Starting at the line that holds "If you could tag the strawberry", copy every line exactly through the end of the data, and no others.
____
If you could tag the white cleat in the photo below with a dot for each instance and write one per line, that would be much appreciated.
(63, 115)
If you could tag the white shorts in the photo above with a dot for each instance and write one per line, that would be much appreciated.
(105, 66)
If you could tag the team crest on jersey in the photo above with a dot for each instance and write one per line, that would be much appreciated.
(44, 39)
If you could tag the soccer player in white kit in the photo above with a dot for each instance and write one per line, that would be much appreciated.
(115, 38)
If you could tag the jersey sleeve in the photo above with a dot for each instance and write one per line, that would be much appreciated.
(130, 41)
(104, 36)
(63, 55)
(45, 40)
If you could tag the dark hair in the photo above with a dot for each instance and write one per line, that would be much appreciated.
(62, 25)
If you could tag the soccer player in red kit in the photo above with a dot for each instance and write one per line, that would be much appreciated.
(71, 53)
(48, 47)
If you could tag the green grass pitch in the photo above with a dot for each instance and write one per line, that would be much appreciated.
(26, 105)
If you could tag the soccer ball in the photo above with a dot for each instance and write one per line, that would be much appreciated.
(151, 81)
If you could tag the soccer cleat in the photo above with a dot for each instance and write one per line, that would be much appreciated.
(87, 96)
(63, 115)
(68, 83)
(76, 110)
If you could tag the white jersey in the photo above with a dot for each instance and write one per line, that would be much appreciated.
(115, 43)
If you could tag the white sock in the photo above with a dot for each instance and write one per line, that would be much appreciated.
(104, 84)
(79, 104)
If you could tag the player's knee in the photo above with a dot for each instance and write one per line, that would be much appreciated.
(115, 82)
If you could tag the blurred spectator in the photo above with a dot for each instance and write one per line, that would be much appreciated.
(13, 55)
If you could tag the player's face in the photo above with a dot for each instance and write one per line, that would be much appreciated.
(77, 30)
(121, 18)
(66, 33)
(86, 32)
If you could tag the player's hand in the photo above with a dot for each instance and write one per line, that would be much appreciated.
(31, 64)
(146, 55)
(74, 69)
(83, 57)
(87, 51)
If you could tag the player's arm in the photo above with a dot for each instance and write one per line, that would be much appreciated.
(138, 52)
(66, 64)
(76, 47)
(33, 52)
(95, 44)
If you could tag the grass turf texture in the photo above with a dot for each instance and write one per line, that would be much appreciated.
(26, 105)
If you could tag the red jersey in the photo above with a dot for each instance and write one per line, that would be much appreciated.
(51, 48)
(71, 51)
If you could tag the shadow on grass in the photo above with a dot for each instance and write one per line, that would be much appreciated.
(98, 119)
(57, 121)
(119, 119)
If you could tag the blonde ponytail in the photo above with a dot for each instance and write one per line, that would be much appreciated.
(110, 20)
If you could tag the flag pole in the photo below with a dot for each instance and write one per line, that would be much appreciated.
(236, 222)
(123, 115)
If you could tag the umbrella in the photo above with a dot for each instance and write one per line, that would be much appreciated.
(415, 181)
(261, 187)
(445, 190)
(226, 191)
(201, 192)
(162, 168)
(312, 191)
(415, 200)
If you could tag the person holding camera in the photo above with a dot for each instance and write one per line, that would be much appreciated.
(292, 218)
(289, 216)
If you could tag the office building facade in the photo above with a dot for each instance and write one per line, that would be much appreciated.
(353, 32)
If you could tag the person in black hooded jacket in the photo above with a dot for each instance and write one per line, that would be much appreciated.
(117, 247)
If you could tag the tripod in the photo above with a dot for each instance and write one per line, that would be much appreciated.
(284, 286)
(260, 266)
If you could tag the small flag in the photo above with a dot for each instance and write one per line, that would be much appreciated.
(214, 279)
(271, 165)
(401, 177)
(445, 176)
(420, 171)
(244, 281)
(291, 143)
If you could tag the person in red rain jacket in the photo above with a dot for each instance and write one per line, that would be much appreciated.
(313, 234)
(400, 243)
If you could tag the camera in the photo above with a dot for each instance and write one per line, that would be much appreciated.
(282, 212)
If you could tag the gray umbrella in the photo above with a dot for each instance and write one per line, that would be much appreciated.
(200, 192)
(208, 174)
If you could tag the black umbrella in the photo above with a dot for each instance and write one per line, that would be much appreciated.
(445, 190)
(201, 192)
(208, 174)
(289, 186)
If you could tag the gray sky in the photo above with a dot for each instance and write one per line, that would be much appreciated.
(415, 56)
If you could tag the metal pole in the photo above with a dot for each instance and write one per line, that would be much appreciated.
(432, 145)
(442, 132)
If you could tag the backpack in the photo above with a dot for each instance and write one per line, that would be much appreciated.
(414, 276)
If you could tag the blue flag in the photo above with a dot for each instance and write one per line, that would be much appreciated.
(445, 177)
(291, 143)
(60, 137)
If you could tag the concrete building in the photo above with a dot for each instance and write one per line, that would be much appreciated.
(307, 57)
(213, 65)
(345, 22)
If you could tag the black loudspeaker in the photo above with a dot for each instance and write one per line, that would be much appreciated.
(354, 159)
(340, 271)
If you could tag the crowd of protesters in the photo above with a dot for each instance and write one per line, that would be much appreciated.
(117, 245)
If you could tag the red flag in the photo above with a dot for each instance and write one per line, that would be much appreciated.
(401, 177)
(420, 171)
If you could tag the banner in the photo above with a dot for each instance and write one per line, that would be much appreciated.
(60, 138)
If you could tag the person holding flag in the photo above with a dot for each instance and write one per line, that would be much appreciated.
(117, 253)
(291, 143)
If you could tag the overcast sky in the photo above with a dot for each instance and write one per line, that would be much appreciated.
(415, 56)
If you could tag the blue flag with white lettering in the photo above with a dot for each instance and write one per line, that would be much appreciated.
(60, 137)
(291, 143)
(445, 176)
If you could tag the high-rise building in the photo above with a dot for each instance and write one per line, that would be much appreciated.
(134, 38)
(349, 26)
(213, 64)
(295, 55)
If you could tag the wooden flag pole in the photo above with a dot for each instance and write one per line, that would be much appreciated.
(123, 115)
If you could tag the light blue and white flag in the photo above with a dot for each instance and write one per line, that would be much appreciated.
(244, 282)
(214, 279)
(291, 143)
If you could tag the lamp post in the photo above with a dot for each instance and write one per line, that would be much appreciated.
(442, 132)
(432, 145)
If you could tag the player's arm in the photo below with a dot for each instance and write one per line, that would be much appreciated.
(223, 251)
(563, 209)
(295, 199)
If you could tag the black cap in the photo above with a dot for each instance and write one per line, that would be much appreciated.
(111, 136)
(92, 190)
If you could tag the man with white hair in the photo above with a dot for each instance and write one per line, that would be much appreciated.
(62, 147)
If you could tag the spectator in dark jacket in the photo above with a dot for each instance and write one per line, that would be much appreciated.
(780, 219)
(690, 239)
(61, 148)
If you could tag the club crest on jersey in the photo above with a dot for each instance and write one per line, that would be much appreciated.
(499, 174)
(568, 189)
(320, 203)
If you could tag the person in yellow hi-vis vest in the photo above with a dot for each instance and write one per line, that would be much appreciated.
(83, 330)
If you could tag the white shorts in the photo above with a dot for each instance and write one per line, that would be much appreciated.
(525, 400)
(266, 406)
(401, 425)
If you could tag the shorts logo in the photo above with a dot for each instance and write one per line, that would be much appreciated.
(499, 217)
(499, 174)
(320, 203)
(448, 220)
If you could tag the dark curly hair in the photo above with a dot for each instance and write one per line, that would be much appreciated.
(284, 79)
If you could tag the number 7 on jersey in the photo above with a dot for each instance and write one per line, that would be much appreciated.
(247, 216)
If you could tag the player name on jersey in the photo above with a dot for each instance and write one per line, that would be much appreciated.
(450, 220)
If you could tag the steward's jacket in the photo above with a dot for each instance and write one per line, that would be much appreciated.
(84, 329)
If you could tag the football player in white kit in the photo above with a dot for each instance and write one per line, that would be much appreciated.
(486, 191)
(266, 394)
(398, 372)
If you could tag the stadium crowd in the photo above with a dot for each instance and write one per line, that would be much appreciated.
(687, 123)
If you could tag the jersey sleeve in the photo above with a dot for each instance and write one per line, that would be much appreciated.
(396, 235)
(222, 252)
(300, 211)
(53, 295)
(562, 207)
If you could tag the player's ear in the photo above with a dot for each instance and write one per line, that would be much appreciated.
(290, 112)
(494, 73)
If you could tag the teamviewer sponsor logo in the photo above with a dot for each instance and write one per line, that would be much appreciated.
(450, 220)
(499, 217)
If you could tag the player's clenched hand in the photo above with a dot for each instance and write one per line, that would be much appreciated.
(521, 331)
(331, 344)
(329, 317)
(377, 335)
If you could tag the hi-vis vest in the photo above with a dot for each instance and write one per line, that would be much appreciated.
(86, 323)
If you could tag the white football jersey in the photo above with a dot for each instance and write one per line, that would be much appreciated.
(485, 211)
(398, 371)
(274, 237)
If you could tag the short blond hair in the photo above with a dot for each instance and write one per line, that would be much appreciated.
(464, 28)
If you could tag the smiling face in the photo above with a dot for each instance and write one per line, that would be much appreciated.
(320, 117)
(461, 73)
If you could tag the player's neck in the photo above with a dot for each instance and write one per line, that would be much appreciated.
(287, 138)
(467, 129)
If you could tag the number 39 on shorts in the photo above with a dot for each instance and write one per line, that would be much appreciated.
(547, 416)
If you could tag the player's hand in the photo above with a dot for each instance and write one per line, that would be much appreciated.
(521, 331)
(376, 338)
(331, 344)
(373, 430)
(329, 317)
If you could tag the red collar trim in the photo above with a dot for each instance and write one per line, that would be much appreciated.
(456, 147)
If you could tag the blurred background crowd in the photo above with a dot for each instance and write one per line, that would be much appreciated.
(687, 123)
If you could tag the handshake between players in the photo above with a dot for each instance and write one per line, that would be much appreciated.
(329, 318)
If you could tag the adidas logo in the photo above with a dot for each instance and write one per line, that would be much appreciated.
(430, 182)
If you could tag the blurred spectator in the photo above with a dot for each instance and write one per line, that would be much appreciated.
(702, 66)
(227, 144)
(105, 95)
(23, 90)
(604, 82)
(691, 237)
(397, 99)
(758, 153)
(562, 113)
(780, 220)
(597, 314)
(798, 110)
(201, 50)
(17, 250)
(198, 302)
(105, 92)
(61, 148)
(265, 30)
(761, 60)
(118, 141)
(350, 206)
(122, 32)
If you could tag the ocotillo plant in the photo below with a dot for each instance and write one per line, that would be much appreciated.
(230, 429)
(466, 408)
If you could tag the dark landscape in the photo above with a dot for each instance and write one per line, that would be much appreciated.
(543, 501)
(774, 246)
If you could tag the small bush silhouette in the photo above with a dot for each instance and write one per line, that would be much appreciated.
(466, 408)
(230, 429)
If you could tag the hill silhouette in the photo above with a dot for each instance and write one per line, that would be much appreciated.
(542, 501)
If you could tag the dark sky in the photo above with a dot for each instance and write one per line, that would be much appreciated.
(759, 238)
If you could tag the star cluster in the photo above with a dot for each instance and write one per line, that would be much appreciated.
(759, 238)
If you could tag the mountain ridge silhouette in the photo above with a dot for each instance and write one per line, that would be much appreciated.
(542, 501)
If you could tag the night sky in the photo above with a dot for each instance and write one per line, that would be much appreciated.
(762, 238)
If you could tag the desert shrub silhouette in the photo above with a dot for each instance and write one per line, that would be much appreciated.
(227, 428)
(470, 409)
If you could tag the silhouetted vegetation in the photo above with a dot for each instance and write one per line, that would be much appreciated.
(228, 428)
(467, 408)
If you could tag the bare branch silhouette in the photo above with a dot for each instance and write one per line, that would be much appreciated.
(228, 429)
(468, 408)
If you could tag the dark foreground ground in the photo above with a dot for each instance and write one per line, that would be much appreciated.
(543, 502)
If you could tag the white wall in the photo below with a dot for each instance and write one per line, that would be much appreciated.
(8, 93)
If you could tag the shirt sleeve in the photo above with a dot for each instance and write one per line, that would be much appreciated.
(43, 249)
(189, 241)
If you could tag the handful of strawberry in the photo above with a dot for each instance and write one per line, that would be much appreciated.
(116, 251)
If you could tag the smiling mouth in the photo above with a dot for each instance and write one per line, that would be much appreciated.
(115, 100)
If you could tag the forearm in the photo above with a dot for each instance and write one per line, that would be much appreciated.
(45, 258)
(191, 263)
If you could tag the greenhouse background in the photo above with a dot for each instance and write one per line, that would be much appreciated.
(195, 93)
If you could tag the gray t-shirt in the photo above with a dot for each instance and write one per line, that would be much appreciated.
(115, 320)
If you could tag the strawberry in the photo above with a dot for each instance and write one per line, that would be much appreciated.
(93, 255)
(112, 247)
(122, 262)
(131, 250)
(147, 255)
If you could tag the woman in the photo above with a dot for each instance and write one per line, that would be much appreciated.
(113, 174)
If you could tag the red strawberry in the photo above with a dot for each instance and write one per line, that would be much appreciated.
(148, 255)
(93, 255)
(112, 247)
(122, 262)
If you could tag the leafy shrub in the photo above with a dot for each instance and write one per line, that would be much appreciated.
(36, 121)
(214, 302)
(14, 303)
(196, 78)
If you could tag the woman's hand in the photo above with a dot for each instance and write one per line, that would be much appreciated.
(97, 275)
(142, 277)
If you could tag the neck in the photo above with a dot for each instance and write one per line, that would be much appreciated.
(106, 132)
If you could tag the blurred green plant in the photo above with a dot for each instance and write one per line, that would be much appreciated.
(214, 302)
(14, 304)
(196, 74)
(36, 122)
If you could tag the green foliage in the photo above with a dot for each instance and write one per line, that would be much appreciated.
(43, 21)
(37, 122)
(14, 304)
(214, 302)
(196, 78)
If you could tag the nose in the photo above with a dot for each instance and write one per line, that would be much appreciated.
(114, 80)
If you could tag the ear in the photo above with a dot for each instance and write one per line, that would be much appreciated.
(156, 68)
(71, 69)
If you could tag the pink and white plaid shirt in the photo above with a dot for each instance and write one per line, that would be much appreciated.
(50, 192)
____
● **Solution to the problem**
If you could tag the strawberry in the photo above with a dot for each instance and write one per line, that would be much appreciated.
(93, 255)
(112, 247)
(122, 262)
(131, 250)
(147, 255)
If you could tag the woman in the photo above with a dot for each instance and write one per line, that would be much appreciated.
(113, 174)
If you could tag the red strawberry in the photo above with a dot for each instance and write one per line, that would be much appreciated.
(148, 255)
(93, 255)
(112, 247)
(122, 262)
If you could tag the leafy shrub in the photo above with a dot for each instance and write one per line, that would be much appreciated.
(36, 121)
(214, 302)
(14, 303)
(196, 78)
If you could tag the woman's hand in the photo above with a dot for each instance and write one per line, that would be much appreciated.
(97, 275)
(142, 277)
If you could tag the neck in the photo above with a dot for each instance and write one per line, that would be much appreciated.
(106, 132)
If you could tag the blurred green plant in the photo above with a dot for each instance and write one per line, that would be much appreciated.
(214, 302)
(14, 304)
(196, 74)
(36, 122)
If you could tag the green foliage in the photo above with a dot for each instance and write one per line, that would be much appreciated.
(43, 21)
(37, 122)
(14, 304)
(214, 302)
(196, 78)
If you could tag the nose in the photo above with a dot for each instance and write one per line, that would be much appreciated.
(114, 80)
If you could tag the ear in the photo above with a dot for each instance and write one per line, that would be much appreciated.
(156, 68)
(71, 69)
If you could tag the pink and white plaid shirt in the photo above with a dot for each instance and write one per line, that would be much appreciated.
(50, 192)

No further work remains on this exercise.